ACTIVITY —
Every line holding "comma" should be copied from the records below.
[Opening RECORDS SUPPLIED section]
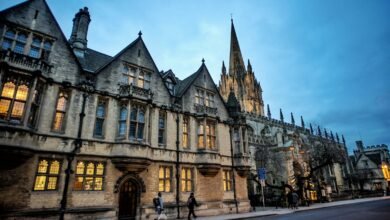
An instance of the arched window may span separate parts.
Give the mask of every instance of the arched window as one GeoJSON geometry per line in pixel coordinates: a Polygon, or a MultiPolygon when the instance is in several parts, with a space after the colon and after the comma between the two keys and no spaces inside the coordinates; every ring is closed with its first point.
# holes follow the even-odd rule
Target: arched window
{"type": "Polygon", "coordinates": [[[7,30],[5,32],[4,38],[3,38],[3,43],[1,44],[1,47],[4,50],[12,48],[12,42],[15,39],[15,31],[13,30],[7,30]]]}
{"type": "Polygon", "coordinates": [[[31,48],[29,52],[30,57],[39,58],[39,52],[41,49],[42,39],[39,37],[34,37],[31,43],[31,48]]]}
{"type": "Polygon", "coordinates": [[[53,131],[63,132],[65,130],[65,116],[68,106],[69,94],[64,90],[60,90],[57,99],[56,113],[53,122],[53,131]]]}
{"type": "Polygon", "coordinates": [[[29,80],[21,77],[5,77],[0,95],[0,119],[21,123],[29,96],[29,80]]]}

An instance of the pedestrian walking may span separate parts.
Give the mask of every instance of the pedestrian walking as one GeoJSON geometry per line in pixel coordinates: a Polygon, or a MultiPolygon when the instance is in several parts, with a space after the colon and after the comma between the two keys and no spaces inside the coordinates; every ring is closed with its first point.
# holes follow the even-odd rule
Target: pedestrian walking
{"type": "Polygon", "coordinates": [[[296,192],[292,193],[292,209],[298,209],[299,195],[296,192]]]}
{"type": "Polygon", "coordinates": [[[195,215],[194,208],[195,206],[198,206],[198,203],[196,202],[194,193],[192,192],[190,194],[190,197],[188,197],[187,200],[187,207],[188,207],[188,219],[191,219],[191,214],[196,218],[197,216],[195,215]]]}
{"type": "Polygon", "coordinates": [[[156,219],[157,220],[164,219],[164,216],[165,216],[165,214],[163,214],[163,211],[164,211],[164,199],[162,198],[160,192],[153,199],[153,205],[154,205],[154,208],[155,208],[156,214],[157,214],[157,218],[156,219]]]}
[Closing RECORDS SUPPLIED section]
WORKED SOLUTION —
Give the mask of every instance of the arched window as one GeoJSON geometry per line in pixel coordinates: a Polygon, or a MultiPolygon when the instance is in several parts, with a space after the colon and after the comma between the two keys and no spaces inside the coordinates; every ring is closed with its first point.
Give the mask of every instance of the pedestrian walking as one GeoJSON geometry per line in pixel coordinates: a Polygon, or a MultiPolygon when the instance is in several parts, with a space after the colon and after the comma between the two keys and no spaces inside the coordinates; every ring is closed with its first point.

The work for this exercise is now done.